■ **Task prompt**
Determine the number of lines below that contain "with". Write nothing but that number.

■ **Records supplied**
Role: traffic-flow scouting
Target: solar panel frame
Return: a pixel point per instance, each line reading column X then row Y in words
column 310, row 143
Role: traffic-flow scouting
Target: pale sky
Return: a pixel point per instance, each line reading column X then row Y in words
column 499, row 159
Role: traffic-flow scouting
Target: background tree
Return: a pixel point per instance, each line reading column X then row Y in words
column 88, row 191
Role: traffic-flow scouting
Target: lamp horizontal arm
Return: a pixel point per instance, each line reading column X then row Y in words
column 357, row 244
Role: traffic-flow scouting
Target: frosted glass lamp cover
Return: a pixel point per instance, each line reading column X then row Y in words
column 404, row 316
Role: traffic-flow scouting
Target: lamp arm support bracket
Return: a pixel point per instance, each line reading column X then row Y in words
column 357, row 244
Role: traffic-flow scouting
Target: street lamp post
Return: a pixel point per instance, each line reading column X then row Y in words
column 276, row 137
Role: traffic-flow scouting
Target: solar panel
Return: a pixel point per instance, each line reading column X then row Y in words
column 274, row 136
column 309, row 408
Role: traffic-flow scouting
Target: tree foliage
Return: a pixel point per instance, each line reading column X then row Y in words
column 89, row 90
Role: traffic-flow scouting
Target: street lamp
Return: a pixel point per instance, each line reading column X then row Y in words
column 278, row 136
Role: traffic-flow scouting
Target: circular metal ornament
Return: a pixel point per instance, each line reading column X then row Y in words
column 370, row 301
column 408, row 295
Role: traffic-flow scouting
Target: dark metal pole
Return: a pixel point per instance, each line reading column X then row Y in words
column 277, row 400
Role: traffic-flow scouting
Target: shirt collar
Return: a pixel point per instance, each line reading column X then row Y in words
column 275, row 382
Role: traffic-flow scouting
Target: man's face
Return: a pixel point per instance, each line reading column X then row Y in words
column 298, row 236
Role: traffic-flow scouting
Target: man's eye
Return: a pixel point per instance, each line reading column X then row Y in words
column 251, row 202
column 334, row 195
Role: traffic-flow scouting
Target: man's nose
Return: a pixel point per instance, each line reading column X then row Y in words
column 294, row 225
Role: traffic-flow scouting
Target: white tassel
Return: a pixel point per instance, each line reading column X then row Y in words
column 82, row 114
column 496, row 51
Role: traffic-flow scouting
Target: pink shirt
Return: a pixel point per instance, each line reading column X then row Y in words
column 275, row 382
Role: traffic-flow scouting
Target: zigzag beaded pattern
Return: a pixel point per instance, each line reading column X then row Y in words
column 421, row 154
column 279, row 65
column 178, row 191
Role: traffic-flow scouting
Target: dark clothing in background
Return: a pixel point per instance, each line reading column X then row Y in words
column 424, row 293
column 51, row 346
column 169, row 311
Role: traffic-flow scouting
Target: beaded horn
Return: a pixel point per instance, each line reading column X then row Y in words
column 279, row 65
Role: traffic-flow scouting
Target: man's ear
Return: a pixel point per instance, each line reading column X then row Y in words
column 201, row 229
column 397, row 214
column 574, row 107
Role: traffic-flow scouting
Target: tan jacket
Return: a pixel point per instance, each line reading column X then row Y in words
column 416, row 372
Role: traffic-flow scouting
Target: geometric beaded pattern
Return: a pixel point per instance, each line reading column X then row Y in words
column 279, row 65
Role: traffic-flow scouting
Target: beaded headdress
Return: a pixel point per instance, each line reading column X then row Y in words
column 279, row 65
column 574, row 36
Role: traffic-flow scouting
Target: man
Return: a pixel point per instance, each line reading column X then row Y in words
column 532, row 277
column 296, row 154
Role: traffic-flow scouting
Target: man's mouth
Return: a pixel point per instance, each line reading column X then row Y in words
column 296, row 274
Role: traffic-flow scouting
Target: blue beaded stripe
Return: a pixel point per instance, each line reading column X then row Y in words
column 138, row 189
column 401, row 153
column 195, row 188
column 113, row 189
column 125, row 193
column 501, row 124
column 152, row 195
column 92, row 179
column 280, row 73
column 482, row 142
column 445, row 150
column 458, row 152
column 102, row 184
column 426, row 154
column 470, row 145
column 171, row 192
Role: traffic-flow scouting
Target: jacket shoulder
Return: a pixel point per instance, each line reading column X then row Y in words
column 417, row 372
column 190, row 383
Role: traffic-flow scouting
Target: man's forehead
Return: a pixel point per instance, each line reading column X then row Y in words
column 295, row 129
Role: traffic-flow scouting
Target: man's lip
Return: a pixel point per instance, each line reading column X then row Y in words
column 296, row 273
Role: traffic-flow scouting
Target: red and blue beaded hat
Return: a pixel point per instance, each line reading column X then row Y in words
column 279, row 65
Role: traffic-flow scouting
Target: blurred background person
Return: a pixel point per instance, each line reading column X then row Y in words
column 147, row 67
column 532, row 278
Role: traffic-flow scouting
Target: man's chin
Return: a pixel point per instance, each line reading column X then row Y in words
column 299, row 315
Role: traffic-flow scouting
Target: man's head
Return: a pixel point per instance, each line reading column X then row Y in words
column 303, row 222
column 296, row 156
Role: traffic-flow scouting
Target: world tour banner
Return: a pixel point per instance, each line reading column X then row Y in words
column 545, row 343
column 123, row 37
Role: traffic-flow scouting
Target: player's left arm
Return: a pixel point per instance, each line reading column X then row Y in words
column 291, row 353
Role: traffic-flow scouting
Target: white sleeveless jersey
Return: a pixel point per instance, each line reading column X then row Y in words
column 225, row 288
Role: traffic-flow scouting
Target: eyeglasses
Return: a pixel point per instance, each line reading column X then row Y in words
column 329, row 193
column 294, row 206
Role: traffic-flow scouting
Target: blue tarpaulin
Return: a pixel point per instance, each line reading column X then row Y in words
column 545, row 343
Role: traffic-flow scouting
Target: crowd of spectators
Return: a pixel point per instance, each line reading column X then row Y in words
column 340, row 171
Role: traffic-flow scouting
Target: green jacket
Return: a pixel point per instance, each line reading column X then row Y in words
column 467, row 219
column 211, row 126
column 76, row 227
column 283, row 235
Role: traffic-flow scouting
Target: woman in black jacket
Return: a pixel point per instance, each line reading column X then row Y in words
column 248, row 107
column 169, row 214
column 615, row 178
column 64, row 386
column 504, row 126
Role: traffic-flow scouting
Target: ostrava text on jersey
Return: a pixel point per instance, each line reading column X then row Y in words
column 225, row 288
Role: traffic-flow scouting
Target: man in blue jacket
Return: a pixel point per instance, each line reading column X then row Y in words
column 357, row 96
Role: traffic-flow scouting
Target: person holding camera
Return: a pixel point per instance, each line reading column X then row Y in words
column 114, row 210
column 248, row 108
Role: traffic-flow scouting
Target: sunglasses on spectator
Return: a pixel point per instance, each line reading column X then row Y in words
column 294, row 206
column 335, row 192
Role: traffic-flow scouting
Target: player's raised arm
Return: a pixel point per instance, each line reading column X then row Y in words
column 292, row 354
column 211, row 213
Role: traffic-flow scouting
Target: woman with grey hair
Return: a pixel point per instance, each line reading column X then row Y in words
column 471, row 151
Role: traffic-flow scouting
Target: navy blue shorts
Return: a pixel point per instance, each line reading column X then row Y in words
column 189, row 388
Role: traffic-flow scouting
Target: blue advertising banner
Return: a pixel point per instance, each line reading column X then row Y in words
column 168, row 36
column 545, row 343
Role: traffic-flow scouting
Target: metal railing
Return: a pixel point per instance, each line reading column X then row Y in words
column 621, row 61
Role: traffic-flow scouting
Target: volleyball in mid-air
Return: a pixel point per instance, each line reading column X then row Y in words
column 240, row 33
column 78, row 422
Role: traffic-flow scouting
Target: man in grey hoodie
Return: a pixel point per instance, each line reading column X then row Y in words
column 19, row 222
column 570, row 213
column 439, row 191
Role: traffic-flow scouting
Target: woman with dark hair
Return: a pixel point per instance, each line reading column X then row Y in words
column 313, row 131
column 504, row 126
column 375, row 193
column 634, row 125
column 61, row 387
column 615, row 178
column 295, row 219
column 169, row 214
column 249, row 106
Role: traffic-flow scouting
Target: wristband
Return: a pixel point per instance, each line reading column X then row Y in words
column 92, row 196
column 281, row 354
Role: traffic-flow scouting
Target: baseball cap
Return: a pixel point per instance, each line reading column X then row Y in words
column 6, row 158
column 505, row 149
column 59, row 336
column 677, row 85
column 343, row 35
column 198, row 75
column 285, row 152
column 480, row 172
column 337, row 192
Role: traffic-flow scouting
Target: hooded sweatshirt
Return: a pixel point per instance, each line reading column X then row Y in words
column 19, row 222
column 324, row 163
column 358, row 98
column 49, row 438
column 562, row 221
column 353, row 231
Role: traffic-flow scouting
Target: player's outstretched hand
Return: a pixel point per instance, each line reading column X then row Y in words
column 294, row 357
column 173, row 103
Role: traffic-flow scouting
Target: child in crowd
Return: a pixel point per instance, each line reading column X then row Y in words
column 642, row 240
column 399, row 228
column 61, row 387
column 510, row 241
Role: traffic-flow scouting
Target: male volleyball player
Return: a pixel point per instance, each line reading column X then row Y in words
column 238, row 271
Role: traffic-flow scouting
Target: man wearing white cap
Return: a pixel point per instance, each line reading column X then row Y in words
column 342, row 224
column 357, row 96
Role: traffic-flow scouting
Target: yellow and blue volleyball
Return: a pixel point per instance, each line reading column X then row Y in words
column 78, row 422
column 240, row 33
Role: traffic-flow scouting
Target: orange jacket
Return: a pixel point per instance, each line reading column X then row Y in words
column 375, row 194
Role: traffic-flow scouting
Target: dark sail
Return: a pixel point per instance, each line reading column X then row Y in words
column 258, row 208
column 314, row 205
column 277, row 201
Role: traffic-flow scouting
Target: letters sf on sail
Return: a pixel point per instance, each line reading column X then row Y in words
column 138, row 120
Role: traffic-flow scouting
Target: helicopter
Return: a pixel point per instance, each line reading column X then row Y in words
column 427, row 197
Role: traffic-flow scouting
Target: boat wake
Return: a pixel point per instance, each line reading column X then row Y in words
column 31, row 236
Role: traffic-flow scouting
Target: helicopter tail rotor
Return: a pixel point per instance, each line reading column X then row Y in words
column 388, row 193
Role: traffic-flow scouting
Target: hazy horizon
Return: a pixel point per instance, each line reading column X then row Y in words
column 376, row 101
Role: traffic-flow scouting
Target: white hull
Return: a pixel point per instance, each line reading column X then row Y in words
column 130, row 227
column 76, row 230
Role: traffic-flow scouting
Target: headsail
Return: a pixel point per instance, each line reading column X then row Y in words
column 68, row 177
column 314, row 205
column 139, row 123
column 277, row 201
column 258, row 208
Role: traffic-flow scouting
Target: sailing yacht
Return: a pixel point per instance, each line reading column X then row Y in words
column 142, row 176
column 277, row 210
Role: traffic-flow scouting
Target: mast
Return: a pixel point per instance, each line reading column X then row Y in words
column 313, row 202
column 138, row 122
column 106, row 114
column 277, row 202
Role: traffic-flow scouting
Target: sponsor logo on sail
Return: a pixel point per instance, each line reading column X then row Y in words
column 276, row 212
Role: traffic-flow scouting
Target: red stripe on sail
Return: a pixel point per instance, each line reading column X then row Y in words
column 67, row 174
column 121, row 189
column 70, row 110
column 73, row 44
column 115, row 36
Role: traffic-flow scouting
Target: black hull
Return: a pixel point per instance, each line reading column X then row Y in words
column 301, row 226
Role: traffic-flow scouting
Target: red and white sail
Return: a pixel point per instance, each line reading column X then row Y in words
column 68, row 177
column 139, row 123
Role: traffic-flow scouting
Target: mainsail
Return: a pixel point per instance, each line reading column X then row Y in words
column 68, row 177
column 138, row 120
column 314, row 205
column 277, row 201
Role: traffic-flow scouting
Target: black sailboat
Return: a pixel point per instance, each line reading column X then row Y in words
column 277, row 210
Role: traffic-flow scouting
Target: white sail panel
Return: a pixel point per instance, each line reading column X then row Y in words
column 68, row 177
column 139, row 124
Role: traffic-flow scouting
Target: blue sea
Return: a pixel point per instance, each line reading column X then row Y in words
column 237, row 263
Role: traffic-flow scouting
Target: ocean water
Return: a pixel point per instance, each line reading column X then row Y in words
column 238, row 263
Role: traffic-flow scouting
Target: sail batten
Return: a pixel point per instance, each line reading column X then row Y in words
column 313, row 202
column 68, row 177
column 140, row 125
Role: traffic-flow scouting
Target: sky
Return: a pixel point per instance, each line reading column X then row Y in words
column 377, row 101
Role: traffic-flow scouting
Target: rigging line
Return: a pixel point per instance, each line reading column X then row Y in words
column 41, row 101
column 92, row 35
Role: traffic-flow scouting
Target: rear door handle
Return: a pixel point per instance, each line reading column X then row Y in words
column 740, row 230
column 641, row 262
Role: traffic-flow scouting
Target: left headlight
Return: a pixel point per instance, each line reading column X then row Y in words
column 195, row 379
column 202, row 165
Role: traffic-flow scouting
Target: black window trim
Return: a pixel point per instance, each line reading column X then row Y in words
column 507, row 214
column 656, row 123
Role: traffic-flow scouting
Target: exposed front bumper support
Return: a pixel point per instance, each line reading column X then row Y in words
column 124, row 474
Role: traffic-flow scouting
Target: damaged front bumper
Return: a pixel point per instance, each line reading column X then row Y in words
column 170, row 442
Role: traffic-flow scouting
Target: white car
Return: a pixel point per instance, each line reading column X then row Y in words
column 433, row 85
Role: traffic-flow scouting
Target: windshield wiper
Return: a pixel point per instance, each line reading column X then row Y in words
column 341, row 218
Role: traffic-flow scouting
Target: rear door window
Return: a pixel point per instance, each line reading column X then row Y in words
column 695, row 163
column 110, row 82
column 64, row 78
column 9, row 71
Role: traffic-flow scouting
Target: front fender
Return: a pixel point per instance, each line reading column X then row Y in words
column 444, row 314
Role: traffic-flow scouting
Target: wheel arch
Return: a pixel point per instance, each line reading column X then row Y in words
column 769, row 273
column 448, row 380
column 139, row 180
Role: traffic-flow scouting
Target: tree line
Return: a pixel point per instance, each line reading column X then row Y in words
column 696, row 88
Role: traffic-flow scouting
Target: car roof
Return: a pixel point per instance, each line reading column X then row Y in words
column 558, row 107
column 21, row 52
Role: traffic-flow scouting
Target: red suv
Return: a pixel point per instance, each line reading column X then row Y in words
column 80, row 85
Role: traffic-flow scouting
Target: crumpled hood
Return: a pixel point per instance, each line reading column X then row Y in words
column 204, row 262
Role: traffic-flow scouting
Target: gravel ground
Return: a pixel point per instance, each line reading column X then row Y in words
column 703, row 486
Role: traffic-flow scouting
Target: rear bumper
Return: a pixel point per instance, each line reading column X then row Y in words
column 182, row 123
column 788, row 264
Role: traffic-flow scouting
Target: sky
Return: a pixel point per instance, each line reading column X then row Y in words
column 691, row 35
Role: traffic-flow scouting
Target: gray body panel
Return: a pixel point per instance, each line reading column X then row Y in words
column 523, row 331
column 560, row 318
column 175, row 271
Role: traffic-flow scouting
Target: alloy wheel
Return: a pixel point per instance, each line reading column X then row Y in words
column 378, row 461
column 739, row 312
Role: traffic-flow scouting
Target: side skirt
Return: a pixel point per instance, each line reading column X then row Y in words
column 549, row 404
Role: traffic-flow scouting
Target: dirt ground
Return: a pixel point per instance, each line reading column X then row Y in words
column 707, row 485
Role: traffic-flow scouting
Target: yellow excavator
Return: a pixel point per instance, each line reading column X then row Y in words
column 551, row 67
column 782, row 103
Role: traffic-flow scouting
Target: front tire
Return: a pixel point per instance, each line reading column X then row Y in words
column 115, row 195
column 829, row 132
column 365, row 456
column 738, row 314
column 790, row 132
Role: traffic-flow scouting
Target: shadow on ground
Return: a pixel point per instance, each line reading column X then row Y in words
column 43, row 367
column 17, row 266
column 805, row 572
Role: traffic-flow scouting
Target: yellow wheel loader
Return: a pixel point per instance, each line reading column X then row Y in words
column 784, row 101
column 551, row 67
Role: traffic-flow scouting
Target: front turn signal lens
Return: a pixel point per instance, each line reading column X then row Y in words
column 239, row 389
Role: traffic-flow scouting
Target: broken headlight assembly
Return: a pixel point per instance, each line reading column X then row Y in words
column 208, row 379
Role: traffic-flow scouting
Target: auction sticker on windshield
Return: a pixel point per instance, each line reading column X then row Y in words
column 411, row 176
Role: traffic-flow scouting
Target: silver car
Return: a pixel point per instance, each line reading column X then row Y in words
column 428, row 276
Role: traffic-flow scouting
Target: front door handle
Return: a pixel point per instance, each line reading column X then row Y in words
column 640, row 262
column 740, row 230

■ **Answer to the problem**
2